STATED TASK: Copy out the data from the line containing "Can you see the eyeglasses?" through the end, swapping "eyeglasses" for "spectacles" and changing nothing else.

[Image object location data]
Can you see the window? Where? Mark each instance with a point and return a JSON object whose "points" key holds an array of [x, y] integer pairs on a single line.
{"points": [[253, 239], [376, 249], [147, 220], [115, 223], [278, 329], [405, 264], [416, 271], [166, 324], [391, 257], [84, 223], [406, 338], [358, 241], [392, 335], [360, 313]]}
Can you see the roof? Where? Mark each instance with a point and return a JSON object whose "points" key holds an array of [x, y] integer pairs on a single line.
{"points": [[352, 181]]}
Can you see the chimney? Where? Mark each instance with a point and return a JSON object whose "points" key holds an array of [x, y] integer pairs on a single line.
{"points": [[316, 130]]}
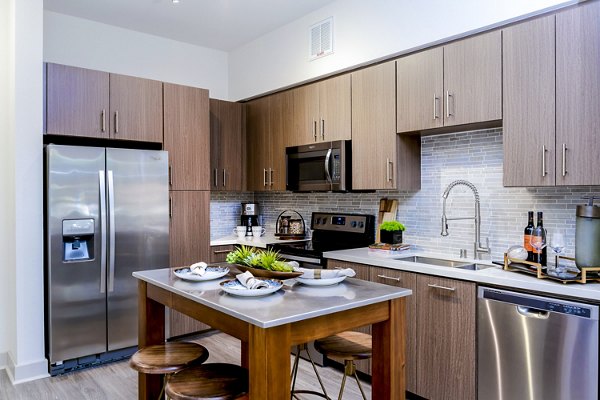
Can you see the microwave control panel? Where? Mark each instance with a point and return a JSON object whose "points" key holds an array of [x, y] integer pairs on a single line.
{"points": [[340, 222]]}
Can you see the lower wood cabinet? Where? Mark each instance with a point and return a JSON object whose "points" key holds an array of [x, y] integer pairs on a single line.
{"points": [[190, 243], [440, 331]]}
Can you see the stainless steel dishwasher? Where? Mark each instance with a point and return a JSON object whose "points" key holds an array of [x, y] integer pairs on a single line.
{"points": [[534, 348]]}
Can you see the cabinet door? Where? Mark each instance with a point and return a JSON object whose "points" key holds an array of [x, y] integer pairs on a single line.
{"points": [[136, 109], [406, 280], [278, 103], [304, 115], [186, 139], [374, 128], [528, 64], [189, 243], [258, 149], [420, 86], [578, 95], [335, 109], [446, 338], [473, 79], [226, 142], [76, 101]]}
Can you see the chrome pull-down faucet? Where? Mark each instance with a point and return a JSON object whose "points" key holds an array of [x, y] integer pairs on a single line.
{"points": [[478, 248]]}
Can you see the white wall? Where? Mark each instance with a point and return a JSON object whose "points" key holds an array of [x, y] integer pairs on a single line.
{"points": [[23, 273], [84, 43], [363, 31]]}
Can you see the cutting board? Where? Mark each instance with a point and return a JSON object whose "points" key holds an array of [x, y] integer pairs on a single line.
{"points": [[387, 212]]}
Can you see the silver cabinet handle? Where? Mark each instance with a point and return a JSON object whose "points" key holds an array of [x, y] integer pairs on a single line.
{"points": [[544, 150], [102, 186], [111, 232], [434, 286], [564, 163], [448, 95], [389, 278]]}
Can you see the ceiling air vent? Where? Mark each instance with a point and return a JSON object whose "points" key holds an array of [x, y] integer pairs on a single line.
{"points": [[321, 39]]}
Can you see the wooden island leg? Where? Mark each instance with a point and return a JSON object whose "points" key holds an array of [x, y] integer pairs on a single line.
{"points": [[269, 362], [389, 346], [151, 330]]}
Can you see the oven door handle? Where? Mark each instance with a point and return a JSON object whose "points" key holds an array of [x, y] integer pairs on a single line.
{"points": [[300, 259], [327, 172]]}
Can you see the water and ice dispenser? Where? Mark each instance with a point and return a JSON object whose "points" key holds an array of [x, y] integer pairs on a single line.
{"points": [[78, 239]]}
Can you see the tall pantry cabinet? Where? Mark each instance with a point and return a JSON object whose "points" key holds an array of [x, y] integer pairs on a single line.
{"points": [[187, 138]]}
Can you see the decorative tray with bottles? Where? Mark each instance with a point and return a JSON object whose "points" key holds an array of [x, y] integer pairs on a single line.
{"points": [[572, 274]]}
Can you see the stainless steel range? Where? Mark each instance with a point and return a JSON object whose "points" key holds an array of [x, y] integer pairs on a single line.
{"points": [[331, 231]]}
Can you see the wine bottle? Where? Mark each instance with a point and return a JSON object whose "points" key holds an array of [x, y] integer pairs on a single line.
{"points": [[527, 236], [540, 256]]}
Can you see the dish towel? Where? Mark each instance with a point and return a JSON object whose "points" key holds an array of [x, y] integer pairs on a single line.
{"points": [[308, 273], [198, 268], [249, 281]]}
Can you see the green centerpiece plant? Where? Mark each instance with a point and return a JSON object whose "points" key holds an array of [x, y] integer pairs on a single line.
{"points": [[391, 232]]}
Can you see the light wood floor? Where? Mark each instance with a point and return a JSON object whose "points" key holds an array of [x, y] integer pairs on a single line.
{"points": [[117, 381]]}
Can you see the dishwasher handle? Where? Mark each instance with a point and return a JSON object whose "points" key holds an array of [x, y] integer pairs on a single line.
{"points": [[531, 312]]}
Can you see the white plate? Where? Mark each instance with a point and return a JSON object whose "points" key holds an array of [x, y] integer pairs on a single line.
{"points": [[321, 282], [233, 286], [210, 274]]}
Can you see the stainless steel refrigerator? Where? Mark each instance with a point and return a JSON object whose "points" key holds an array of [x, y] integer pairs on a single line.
{"points": [[107, 215]]}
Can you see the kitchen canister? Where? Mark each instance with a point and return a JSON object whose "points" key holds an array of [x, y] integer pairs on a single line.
{"points": [[587, 235]]}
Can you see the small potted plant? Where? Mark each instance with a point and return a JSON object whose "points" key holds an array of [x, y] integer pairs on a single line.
{"points": [[391, 232]]}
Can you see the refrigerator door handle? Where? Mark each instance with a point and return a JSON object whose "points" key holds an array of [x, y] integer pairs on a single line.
{"points": [[111, 232], [102, 186]]}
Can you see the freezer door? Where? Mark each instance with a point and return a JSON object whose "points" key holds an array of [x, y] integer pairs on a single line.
{"points": [[75, 298], [138, 202]]}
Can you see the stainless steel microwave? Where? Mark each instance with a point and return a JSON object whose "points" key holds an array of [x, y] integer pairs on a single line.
{"points": [[319, 167]]}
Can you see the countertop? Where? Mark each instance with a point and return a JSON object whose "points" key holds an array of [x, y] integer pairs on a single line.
{"points": [[261, 241], [492, 276], [295, 302]]}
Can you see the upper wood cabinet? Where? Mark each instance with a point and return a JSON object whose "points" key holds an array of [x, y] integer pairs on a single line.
{"points": [[266, 128], [187, 137], [82, 102], [446, 346], [376, 148], [578, 95], [457, 84], [227, 145], [320, 112], [528, 64]]}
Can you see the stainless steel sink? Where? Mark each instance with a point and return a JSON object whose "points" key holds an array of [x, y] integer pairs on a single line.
{"points": [[440, 262]]}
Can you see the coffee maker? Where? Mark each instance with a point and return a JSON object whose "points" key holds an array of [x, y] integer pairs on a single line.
{"points": [[249, 216]]}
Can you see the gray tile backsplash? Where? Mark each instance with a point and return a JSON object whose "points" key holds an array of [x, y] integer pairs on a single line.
{"points": [[475, 156]]}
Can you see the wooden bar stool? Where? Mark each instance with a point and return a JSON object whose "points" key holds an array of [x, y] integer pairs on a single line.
{"points": [[167, 358], [347, 346], [209, 381]]}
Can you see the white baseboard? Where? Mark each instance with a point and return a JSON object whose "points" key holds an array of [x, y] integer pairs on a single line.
{"points": [[26, 372]]}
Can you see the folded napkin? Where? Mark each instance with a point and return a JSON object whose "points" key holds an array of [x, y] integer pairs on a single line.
{"points": [[198, 268], [249, 281], [308, 273]]}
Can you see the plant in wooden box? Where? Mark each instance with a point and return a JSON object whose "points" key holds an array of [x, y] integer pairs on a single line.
{"points": [[391, 232]]}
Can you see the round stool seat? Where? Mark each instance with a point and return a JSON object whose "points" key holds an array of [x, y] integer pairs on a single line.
{"points": [[208, 381], [168, 358], [346, 345]]}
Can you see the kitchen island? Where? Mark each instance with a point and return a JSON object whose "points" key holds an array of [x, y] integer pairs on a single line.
{"points": [[268, 326]]}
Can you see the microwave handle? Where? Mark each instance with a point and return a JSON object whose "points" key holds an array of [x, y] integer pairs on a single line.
{"points": [[327, 159]]}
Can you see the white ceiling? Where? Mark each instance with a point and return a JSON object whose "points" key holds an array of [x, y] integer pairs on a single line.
{"points": [[218, 24]]}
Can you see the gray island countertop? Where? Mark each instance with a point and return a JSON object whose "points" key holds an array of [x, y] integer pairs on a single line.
{"points": [[294, 302]]}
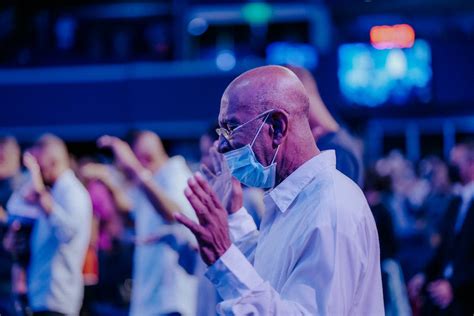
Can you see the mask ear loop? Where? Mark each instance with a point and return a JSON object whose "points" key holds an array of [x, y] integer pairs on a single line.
{"points": [[259, 129], [274, 157]]}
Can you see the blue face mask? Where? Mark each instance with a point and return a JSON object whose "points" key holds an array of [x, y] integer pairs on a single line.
{"points": [[245, 167]]}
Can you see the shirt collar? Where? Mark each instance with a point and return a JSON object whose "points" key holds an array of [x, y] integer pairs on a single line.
{"points": [[286, 192]]}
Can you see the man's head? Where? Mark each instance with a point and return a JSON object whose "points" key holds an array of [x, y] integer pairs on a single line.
{"points": [[52, 156], [462, 157], [320, 119], [9, 157], [279, 92], [149, 150]]}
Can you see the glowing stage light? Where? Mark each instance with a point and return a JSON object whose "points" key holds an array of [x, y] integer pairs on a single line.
{"points": [[396, 36]]}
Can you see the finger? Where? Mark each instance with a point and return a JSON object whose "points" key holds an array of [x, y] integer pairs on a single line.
{"points": [[208, 174], [200, 209], [208, 190], [195, 228], [199, 191], [216, 159]]}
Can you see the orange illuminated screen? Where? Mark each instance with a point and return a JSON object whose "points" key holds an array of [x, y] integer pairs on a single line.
{"points": [[395, 36]]}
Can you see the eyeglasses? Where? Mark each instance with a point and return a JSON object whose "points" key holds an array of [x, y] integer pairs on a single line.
{"points": [[227, 133]]}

ANSWER TO THIS PROBLEM:
Can you see the spectacles? Where? Mark each instance with a point and return a JSON object whose "points" key holds an array of [x, y] integer pairs on a single line.
{"points": [[227, 133]]}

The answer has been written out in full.